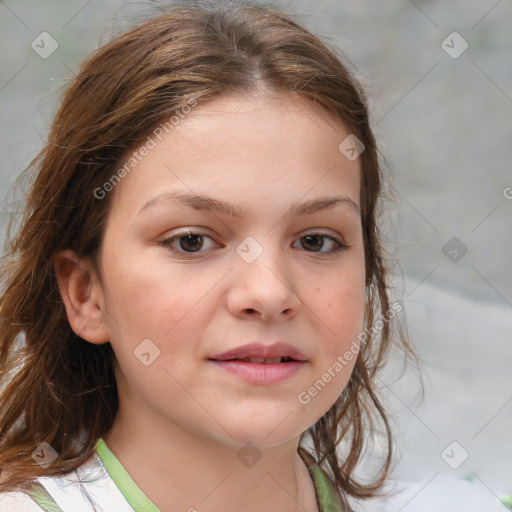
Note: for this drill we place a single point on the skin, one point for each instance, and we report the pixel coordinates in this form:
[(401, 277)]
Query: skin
[(182, 420)]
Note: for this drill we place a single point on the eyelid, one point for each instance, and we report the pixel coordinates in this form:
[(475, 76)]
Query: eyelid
[(337, 239)]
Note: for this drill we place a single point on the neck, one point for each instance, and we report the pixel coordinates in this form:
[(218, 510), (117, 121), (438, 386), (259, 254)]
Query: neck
[(179, 470)]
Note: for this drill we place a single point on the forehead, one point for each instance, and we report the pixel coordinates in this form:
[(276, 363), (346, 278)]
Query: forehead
[(243, 144)]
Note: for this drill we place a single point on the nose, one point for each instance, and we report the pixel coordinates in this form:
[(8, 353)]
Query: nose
[(263, 288)]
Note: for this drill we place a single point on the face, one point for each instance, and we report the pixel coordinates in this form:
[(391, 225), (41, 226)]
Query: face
[(183, 281)]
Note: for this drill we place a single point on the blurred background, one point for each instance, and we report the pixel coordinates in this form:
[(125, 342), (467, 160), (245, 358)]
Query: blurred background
[(439, 79)]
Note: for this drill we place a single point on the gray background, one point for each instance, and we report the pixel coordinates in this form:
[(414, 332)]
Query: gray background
[(444, 127)]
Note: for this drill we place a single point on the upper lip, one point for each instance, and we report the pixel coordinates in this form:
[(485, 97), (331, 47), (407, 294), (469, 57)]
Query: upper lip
[(275, 350)]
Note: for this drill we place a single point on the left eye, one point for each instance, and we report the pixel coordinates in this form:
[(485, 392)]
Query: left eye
[(190, 242), (316, 239)]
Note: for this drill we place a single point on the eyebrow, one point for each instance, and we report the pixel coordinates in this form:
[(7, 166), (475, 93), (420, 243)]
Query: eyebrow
[(209, 204)]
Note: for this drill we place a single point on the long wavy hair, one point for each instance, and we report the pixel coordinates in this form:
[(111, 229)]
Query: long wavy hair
[(57, 388)]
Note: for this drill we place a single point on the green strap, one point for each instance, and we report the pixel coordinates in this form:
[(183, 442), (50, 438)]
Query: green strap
[(326, 494), (42, 497), (129, 489)]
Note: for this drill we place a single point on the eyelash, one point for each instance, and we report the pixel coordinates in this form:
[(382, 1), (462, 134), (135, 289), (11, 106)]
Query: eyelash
[(339, 246)]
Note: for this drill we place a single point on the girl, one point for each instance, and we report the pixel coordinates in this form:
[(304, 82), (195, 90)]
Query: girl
[(197, 288)]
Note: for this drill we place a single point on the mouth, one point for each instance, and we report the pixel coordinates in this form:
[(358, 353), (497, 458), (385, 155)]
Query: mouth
[(259, 360)]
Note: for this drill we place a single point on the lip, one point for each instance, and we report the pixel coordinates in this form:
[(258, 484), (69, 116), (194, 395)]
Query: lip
[(256, 349), (260, 373)]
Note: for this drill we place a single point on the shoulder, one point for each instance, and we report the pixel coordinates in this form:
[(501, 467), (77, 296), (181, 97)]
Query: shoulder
[(85, 489), (18, 501)]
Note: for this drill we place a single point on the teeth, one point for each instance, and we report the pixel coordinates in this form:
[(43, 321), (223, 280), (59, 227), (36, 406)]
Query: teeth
[(261, 360)]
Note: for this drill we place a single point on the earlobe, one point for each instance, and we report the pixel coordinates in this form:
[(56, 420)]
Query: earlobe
[(82, 295)]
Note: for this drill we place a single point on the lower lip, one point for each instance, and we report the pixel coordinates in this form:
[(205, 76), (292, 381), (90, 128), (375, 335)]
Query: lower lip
[(258, 373)]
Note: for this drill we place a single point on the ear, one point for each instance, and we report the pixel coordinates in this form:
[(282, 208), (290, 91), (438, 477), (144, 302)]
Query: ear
[(82, 294)]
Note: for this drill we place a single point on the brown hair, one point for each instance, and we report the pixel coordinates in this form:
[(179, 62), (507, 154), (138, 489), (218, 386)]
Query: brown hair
[(58, 388)]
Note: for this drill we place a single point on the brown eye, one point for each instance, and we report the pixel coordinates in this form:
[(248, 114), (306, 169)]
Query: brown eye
[(187, 243), (315, 242)]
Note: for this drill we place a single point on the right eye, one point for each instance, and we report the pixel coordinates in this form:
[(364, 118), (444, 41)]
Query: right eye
[(186, 243)]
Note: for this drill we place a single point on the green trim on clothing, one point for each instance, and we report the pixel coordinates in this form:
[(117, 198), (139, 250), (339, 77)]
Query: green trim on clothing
[(42, 497), (129, 489), (328, 499), (326, 495)]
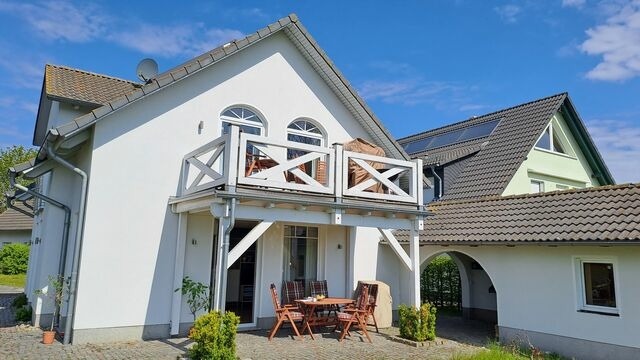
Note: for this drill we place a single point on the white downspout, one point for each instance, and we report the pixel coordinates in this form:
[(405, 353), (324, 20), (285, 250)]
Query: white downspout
[(73, 284)]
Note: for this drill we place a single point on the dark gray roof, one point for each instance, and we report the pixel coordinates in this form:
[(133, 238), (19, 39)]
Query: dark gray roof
[(12, 219), (294, 29), (451, 153), (496, 158), (596, 214), (79, 86)]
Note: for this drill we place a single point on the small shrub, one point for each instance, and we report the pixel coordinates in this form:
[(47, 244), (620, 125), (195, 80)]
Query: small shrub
[(23, 314), (214, 335), (19, 301), (14, 259), (418, 324)]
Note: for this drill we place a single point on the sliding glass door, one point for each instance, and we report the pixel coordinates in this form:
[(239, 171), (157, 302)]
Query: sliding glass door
[(300, 254)]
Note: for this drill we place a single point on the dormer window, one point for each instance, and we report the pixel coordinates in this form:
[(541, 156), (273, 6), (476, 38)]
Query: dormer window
[(550, 141)]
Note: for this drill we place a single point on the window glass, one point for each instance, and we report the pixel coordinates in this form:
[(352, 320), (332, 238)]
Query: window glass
[(300, 253), (557, 146), (599, 285), (545, 140), (537, 186), (306, 132), (246, 119)]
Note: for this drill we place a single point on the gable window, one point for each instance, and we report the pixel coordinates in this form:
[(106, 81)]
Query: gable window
[(597, 285), (550, 141), (537, 186), (247, 120)]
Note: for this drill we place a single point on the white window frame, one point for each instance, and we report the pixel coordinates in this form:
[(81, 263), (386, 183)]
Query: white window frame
[(262, 125), (568, 150), (540, 182), (309, 134), (579, 262)]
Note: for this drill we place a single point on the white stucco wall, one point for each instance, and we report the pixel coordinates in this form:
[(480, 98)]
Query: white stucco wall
[(537, 289), (14, 236), (198, 254), (136, 166)]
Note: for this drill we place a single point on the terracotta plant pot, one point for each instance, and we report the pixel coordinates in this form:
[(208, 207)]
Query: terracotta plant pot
[(48, 337)]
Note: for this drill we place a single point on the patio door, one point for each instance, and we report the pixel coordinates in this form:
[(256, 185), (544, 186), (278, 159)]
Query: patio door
[(300, 254), (241, 277)]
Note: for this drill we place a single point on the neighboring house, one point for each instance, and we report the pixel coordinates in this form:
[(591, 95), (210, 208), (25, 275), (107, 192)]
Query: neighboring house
[(546, 246), (538, 146), (15, 224), (228, 169)]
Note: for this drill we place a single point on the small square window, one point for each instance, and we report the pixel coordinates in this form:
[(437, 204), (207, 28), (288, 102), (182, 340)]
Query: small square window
[(597, 285), (537, 186)]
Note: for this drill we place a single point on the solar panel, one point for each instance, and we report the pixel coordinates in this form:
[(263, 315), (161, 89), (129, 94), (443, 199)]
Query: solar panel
[(451, 137)]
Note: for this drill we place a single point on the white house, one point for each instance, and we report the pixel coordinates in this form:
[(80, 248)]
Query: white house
[(231, 169), (16, 223)]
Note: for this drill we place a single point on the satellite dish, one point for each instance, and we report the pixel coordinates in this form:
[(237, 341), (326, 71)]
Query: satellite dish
[(147, 69)]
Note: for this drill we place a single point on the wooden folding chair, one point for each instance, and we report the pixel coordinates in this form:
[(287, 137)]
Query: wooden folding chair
[(356, 316), (284, 313)]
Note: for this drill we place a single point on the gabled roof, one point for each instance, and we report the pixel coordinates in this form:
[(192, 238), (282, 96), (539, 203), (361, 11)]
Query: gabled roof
[(12, 219), (83, 87), (296, 32), (497, 157), (598, 214)]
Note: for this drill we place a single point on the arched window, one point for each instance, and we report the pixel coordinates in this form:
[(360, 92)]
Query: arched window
[(305, 131), (248, 121)]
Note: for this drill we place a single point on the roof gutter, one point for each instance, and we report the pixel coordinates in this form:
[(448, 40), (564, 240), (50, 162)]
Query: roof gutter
[(73, 283), (65, 230)]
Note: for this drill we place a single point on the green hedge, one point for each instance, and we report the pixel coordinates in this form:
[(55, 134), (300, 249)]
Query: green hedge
[(14, 259), (214, 335), (418, 324)]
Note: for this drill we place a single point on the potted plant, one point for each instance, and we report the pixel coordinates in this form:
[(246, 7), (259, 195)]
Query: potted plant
[(55, 293), (197, 295)]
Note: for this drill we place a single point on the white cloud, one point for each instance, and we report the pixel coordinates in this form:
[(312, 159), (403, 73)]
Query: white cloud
[(573, 3), (618, 143), (60, 20), (509, 13), (618, 42), (80, 23), (168, 41), (24, 71), (439, 94)]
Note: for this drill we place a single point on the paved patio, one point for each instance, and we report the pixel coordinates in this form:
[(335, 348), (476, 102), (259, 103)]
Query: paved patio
[(23, 342)]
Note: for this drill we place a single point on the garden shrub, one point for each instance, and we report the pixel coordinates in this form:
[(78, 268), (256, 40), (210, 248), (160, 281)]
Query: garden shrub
[(418, 324), (14, 259), (23, 314), (214, 335)]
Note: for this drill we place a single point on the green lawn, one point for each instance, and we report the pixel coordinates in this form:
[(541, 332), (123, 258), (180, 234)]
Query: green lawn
[(495, 351), (13, 280)]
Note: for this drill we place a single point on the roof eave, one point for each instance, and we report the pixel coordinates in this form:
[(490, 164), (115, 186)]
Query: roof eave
[(586, 143)]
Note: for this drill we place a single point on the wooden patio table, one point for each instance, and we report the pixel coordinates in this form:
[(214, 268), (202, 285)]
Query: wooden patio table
[(311, 318)]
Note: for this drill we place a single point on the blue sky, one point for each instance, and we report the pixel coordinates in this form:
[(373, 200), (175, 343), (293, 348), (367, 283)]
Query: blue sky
[(418, 64)]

########################################

▶ _TASK DETAILS_
There is a run of lines above from the one with "on the terracotta" to the one with "[(360, 92)]"; print exactly that run, both ends included, and nothing else.

▶ _RESPONSE BOX_
Note: for this drill we place a single point on the terracotta plant pot, one point for each instance, and we report the pixel coordinates in this form:
[(208, 207)]
Query: terracotta plant pot
[(48, 337)]
Note: for this drill we place a single point on the patio door, one point for each instance, and we report the pixel coordinates in this form:
[(256, 185), (544, 186), (278, 159)]
Query: patio door
[(300, 254), (241, 277)]
Note: for this drill we place a single point on the neighboring house, one point for each instance, and we report the pixel coordinates in this form:
[(591, 95), (210, 208), (25, 275), (107, 192)]
Query: neighboring house
[(546, 246), (538, 146), (15, 224), (228, 169)]
Note: for this drill we place a single point on the small square window, one point for each instance, and we report the pixel coordinates in this form:
[(437, 204), (207, 28), (288, 102), (182, 340)]
Query: small square window
[(597, 285), (537, 186)]
Note: for this drill we place a single point on the solar panel, one point for each instance, and we report the pixel coordinates in this form:
[(263, 315), (161, 89), (129, 94), (443, 199)]
Query: solar panel
[(451, 137)]
Note: for this drill we place a single point on the white house, one point for each instance, and we report the pixel coordinates in this form:
[(80, 248)]
Query: white house
[(231, 169), (16, 223)]
Note: for this drill we place a single point on the satellite dish, one point for each instance, and we report the pixel coordinates in this form:
[(237, 341), (326, 71)]
Query: satellite dish
[(147, 69)]
Note: for this drill we place a single point on the wooden folding chair, one point for each instance, and we report the pixel coordinates in this form:
[(287, 137)]
Query: wooden folding chair
[(356, 316), (284, 313)]
Note: for this drill we place a single point on the gabled roof, one point for each instance, and we report the pixel coordinates in this form:
[(192, 238), (282, 96), (539, 203), (361, 11)]
Query: gabled roof
[(12, 219), (83, 87), (296, 32), (497, 157), (598, 214)]
Note: for this drill we place a single point on the arched window, one point for each instance, and we report the pixel coordinates in this form:
[(360, 92)]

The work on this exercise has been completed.